[EXTRACTED TEXT]
* * *

Tsvetelina Hinova, co-founder of Thankbox, an online platform that aims to bring remote teams together, considers the challenges faced by HR departments in managing geographically disparate teams while maintaining a collegiate workplace culture. In the following insight, Tsvetelina also offers some potential solutions to managers who are struggling to strike this balance within their own teams. 

Back in the old days, when people caught the train to work and were at their desks by 9am, the job of the HR department was well established.

Staff appraisals were based on reports by line managers who had daily contact with their team and, if the company had an issue to discuss with an employee, the HR manager would swing by their workstation for a chat.

 
 

Today, in the world of asynchronous remote working and fixed/flexible hybrid working, things are a little more complicated.

In the wake of the global shift to remote work, human resources (HR) departments have found themselves facing a myriad of challenges unlike anything they’ve encountered before.

* * *

[INFORMATION PROVIDED]
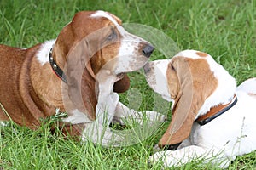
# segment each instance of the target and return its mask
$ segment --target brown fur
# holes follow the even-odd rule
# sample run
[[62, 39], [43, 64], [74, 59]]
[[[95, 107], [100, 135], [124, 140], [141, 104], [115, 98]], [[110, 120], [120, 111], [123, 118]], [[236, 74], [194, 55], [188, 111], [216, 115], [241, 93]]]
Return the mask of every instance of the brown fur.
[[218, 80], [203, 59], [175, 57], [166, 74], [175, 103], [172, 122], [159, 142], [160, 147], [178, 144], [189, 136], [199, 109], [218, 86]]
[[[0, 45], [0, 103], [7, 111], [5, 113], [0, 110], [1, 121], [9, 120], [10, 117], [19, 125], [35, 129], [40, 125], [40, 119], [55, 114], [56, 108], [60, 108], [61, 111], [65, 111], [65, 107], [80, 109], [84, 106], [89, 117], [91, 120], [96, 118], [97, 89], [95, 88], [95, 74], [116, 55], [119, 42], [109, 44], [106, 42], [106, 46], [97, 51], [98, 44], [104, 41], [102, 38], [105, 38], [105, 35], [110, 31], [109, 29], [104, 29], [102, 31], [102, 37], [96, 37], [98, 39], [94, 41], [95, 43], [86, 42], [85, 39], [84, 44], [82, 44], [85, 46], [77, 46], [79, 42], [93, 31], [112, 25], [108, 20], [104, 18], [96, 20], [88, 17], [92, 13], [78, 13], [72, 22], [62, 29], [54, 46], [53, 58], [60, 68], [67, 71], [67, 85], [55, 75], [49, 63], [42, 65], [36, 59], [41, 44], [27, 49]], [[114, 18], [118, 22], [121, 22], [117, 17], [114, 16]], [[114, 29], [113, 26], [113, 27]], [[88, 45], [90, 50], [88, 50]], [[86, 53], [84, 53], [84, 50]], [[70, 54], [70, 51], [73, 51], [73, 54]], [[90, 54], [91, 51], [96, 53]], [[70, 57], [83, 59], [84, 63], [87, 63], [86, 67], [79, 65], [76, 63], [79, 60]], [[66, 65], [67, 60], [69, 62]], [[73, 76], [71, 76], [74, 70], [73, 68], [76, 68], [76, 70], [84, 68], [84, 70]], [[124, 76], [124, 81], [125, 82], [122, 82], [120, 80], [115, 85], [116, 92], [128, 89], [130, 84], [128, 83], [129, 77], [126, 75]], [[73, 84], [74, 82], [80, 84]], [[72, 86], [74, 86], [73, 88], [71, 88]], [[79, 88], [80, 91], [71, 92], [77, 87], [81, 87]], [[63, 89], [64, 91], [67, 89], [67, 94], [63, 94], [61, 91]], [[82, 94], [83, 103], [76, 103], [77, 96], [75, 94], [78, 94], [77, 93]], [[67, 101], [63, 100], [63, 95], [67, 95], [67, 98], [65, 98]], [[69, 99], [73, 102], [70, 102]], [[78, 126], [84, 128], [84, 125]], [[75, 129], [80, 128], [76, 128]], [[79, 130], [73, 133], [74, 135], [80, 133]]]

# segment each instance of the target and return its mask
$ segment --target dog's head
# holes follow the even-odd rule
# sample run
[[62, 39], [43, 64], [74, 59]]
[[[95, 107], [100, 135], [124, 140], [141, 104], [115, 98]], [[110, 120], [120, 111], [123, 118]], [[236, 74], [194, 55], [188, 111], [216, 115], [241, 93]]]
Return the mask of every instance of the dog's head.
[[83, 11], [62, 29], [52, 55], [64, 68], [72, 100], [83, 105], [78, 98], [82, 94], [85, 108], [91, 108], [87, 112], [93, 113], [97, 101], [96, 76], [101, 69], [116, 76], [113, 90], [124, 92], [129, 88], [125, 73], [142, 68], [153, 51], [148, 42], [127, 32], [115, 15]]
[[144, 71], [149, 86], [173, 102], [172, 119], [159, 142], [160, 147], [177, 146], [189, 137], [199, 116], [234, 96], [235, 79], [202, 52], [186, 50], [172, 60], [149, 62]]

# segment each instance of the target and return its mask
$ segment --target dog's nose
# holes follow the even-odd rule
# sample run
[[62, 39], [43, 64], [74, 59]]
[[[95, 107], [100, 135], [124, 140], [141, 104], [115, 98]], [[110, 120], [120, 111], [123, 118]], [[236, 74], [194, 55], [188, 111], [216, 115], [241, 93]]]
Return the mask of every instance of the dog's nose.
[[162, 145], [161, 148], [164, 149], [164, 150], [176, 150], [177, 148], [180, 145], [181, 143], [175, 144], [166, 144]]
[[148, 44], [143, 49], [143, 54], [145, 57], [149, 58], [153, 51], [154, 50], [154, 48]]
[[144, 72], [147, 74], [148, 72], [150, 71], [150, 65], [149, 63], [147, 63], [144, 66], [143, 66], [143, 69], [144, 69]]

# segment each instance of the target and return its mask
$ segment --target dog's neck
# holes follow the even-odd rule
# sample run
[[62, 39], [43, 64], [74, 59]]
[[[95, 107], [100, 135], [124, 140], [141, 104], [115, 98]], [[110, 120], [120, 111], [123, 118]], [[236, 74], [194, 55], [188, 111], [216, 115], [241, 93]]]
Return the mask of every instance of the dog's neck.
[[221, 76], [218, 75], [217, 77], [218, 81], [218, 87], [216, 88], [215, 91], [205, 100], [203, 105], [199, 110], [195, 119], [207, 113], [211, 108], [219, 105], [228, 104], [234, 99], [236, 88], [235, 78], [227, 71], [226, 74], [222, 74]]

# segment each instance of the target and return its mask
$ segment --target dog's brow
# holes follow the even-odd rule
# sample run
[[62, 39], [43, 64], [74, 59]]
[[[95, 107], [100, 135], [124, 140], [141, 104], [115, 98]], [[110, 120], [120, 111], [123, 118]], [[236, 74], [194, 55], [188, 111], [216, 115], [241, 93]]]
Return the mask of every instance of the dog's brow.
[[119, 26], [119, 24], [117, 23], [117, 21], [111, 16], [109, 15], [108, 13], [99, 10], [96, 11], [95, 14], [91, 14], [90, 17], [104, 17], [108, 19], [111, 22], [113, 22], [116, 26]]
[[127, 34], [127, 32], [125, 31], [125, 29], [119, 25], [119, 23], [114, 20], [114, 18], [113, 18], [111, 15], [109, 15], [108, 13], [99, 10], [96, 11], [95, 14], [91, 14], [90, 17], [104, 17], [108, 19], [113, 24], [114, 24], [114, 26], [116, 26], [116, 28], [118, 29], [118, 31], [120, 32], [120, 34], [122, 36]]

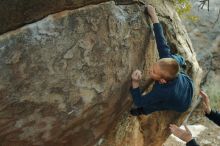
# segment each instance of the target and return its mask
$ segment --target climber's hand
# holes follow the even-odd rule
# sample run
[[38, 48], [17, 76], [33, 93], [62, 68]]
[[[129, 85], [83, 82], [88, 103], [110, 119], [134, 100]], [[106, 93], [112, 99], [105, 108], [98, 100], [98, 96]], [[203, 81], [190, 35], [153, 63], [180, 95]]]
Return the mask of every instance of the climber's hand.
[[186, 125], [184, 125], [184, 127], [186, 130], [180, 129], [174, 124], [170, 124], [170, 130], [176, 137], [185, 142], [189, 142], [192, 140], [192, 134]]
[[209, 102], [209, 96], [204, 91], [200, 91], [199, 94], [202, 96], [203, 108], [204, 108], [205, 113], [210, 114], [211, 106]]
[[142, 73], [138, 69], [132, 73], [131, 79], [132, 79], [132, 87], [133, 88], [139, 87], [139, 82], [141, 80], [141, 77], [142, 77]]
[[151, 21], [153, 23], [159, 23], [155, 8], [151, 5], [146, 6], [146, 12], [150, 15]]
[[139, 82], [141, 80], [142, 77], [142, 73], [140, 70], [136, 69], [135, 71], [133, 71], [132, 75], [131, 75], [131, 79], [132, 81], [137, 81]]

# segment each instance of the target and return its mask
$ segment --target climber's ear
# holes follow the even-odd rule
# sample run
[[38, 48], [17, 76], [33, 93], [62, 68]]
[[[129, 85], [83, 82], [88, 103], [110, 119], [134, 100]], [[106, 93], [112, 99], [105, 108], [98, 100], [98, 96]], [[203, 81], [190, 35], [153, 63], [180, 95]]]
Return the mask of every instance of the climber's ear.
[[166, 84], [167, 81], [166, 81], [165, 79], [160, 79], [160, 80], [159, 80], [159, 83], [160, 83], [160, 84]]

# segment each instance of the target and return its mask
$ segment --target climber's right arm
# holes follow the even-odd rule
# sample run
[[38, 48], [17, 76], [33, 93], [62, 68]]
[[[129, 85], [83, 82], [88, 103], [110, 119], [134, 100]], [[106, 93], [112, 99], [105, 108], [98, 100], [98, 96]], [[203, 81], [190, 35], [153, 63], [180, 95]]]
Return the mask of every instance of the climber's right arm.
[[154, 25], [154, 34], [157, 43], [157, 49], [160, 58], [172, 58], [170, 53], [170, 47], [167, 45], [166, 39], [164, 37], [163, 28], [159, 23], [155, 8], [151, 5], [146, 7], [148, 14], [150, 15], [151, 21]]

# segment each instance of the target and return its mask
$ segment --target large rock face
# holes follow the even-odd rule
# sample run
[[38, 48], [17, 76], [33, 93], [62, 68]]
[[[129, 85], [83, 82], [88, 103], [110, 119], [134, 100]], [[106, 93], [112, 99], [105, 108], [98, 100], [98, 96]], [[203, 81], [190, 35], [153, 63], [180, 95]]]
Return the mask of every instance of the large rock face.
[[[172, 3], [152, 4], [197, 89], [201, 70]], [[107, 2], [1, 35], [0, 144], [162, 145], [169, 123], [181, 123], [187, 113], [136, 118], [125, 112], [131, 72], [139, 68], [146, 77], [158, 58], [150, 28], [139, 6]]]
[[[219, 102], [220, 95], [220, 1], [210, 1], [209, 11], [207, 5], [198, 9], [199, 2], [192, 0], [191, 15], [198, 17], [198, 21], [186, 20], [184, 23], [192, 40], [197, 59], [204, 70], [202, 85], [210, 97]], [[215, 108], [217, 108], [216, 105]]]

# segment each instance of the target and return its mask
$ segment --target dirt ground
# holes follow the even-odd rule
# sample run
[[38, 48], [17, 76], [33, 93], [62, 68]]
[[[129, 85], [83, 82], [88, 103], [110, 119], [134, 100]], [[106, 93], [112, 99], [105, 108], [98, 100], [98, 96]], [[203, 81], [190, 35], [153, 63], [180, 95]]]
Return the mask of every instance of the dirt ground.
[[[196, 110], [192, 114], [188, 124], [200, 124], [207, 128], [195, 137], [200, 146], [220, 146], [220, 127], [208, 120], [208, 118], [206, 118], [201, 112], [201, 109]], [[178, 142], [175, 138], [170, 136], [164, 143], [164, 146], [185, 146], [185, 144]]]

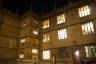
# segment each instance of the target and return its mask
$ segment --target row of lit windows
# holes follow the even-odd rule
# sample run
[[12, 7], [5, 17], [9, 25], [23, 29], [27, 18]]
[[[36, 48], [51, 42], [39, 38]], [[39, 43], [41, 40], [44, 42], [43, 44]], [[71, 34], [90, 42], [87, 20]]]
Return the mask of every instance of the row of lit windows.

* * *

[SET TASKS]
(1) Quote the text about HR and remote work, starting at "Back in the" and ending at "little more complicated.".
(2) Please print the entries, starting at their beginning and ending at the line that contains "109], [218, 86]]", with both ends included and the pictures left out.

[TASK RESULTS]
(1)
Back in the old days, when people caught the train to work and were at their desks by 9am, the job of the HR department was well established.

Staff appraisals were based on reports by line managers who had daily contact with their team and, if the company had an issue to discuss with an employee, the HR manager would swing by their workstation for a chat.

 
 

Today, in the world of asynchronous remote working and fixed/flexible hybrid working, things are a little more complicated.

(2)
# segment each instance of the target and return its mask
$ segment --target brown fur
# holes follow the even-odd rule
# sample run
[[62, 39], [43, 64], [74, 59]]
[[[95, 107], [100, 135], [124, 140], [141, 104], [115, 98]], [[110, 120], [120, 111], [123, 118]], [[236, 74], [194, 55], [188, 111], [216, 115], [241, 93]]]
Return the mask of every instance of the brown fur.
[[218, 80], [203, 59], [175, 57], [166, 74], [175, 103], [172, 122], [159, 142], [160, 147], [178, 144], [189, 136], [199, 109], [218, 86]]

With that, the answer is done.